#### [Exercise input]
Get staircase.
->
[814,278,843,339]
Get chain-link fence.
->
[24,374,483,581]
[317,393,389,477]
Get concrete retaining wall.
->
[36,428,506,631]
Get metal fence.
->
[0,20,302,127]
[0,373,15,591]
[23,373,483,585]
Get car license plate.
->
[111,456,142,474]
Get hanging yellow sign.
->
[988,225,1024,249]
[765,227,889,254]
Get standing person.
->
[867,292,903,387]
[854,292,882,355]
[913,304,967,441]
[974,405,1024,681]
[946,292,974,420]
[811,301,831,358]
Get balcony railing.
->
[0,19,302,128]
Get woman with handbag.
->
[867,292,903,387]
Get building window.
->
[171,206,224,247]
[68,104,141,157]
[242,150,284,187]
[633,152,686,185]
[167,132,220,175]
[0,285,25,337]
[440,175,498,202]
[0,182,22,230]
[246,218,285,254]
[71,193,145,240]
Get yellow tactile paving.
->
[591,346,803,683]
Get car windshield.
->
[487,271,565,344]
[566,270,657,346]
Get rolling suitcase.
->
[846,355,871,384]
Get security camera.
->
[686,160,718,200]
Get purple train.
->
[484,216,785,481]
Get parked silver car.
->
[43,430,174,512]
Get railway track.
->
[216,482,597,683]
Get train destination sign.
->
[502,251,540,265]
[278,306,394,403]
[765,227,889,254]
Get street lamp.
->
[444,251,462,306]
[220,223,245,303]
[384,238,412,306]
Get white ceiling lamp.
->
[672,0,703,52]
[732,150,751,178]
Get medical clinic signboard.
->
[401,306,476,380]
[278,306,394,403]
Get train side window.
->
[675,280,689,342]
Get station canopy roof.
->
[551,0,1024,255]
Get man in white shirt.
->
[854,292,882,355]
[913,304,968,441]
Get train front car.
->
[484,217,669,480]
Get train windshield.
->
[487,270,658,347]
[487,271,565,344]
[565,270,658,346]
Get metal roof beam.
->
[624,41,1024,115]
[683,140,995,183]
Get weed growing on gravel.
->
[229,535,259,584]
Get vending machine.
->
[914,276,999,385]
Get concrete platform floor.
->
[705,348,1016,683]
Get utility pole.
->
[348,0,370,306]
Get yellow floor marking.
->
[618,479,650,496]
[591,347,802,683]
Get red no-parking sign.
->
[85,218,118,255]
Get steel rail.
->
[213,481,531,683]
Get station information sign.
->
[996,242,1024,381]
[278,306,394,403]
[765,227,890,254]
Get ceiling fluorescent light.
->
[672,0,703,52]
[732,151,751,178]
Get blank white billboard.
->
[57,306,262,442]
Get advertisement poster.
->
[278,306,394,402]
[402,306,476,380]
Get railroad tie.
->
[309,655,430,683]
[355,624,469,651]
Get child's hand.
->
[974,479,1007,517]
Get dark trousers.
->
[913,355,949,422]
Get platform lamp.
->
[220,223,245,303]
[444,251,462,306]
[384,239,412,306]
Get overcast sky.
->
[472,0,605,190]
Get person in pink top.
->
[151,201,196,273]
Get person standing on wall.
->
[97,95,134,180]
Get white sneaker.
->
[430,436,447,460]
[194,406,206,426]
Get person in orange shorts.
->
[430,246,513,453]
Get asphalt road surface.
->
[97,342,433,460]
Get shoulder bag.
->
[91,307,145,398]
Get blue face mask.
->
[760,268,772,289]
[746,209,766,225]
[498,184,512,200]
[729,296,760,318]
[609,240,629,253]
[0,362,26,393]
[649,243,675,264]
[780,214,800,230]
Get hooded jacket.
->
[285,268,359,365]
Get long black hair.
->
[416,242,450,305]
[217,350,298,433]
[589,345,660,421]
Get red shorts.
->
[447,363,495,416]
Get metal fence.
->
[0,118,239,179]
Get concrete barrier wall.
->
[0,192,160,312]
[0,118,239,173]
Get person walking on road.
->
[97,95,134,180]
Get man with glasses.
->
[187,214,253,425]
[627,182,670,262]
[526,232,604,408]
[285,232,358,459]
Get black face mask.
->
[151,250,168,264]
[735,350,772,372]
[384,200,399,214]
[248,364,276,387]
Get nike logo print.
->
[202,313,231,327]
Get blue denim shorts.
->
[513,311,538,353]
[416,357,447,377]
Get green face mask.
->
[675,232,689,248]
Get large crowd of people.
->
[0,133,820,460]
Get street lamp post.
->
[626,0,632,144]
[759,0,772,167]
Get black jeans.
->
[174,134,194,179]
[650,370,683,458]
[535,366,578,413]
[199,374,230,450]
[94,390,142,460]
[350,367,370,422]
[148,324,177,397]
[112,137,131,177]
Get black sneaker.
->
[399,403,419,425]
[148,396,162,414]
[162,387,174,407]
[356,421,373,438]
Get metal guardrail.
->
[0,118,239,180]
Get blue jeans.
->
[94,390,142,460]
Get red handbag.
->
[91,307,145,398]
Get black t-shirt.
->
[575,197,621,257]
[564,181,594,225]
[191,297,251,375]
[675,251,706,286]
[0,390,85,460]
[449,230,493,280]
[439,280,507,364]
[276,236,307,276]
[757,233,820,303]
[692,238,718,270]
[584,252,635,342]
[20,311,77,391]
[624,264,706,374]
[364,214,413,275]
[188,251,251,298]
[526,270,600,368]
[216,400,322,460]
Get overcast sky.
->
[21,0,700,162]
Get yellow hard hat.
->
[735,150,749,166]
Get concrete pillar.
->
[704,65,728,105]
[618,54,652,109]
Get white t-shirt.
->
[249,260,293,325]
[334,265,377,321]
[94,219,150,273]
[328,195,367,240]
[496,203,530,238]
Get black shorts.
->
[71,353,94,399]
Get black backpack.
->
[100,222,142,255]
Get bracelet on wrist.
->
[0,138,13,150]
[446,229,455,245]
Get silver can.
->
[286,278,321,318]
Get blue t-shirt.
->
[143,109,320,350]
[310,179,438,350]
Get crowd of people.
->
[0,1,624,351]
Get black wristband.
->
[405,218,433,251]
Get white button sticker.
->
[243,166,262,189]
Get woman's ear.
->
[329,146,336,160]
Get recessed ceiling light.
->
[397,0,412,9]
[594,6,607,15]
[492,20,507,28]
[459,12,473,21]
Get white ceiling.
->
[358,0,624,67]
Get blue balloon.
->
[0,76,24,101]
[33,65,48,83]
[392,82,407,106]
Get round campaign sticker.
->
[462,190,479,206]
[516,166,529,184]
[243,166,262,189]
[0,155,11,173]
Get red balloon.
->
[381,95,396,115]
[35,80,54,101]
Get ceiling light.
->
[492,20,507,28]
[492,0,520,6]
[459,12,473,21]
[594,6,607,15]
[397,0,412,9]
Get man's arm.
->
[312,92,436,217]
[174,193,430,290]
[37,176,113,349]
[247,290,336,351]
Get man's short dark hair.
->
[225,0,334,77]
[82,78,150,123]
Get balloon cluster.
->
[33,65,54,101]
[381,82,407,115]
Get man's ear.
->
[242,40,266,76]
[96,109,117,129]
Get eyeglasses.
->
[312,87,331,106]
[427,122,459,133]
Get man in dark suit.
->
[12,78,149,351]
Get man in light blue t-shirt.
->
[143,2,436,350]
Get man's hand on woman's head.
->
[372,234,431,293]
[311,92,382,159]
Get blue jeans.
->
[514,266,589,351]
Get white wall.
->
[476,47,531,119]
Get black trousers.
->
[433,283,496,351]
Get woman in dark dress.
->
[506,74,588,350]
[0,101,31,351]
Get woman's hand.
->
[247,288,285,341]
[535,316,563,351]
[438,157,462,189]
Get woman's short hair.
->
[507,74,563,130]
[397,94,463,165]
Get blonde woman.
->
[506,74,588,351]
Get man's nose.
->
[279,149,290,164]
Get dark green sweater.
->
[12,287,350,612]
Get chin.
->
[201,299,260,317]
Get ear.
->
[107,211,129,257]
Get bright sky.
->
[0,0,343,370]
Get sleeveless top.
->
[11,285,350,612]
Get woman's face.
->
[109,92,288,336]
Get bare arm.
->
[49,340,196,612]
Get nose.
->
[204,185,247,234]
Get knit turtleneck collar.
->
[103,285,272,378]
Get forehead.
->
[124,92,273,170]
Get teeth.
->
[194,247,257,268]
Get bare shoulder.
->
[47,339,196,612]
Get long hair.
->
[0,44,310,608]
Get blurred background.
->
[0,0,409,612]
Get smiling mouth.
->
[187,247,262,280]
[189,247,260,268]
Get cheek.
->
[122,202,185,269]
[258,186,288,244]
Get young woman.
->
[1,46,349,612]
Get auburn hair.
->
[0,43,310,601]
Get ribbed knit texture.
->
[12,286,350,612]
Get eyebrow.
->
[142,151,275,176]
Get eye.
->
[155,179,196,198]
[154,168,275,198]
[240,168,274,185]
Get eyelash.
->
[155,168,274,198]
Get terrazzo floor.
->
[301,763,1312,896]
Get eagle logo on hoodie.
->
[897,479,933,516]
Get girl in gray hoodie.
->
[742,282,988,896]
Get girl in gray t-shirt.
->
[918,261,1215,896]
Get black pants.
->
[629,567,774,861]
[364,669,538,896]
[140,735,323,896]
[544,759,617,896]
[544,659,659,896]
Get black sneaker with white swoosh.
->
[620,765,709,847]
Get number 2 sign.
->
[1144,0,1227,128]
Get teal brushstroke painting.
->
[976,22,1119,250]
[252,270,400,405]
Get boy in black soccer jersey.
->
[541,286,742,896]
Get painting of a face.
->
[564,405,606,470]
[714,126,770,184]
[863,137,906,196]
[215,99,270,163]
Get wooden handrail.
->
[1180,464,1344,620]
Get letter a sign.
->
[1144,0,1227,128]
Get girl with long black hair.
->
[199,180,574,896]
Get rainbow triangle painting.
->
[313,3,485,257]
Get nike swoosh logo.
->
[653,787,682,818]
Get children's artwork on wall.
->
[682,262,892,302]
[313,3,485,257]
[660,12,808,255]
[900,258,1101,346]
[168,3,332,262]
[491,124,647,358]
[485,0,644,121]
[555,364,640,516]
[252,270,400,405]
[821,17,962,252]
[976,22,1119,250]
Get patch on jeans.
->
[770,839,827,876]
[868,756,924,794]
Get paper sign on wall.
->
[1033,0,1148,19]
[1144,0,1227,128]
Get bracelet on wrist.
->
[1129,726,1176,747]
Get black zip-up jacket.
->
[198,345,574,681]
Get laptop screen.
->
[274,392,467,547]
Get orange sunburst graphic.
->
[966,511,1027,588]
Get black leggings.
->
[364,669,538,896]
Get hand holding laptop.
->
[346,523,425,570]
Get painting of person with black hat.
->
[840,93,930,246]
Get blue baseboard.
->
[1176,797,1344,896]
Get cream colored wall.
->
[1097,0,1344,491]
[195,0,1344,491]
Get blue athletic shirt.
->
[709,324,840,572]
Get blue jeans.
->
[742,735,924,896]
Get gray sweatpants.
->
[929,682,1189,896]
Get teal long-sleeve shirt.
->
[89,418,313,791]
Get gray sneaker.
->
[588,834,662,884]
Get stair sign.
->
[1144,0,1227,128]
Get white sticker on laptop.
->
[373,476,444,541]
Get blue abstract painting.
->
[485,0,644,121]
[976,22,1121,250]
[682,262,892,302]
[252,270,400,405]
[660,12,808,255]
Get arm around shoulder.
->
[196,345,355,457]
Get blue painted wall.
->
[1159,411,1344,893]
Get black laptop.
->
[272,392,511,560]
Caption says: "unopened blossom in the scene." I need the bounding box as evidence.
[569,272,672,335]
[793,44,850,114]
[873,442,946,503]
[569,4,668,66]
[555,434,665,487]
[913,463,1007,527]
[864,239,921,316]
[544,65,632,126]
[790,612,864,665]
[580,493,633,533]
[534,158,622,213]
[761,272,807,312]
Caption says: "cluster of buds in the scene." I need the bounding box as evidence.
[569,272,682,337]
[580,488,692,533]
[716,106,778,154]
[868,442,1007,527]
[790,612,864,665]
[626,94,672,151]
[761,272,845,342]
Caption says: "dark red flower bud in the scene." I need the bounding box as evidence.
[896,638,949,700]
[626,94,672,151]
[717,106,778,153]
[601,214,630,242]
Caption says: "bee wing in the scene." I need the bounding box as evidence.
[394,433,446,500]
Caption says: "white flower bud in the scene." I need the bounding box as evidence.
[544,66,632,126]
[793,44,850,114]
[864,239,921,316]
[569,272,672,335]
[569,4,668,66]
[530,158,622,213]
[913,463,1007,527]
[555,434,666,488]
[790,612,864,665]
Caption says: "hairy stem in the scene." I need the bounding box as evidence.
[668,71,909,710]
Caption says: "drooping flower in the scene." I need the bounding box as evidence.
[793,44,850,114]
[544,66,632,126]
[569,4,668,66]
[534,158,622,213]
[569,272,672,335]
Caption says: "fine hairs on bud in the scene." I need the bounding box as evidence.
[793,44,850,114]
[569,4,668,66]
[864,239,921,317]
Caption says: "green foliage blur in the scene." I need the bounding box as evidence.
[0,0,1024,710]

#### [Directions for this task]
Give the lines of the items as a numbered list, starting at the first line and ending at the line that contains "[384,238,412,306]", with both of those lines included and blank lines omitted.

#### [Exercise response]
1. Get staircase.
2. ->
3. [814,278,843,339]
4. Get chain-link fence.
5. ->
6. [24,374,483,581]
7. [317,393,389,477]
8. Get concrete retaining wall.
9. ->
10. [36,428,506,631]
11. Get metal fence.
12. ->
13. [0,20,302,127]
14. [0,373,15,591]
15. [23,373,483,585]
16. Get car license plate.
17. ->
18. [111,456,142,474]
19. Get hanging yellow sign.
20. ->
21. [988,225,1024,249]
22. [765,227,889,254]
23. Get standing person.
24. ->
25. [867,292,903,387]
26. [854,292,882,355]
27. [913,304,967,441]
28. [974,405,1024,681]
29. [946,292,974,420]
30. [811,301,831,358]
31. Get balcony railing.
32. ->
33. [0,19,302,128]
34. Get woman with handbag.
35. ->
36. [867,292,903,387]
37. Get building window.
38. ->
39. [171,206,224,247]
40. [68,104,141,157]
41. [242,150,284,187]
42. [633,152,686,185]
43. [167,132,220,175]
44. [0,285,25,337]
45. [440,175,498,202]
46. [0,182,22,230]
47. [246,218,285,254]
48. [71,193,145,240]
49. Get yellow tactile paving.
50. ->
51. [591,346,803,683]
52. Get car windshield.
53. ->
54. [487,271,565,344]
55. [566,270,657,346]
56. Get rolling suitcase.
57. ->
58. [846,355,871,384]
59. Get security camera.
60. ->
61. [686,160,718,200]
62. Get purple train.
63. ->
64. [484,216,785,481]
65. Get parked silver car.
66. ->
67. [43,430,174,512]
68. Get railway track.
69. ->
70. [216,482,597,683]
71. Get train destination sign.
72. ->
73. [502,251,540,265]
74. [278,306,394,403]
75. [765,227,889,254]
76. Get street lamp.
77. ->
78. [444,251,462,306]
79. [220,223,245,303]
80. [384,238,412,306]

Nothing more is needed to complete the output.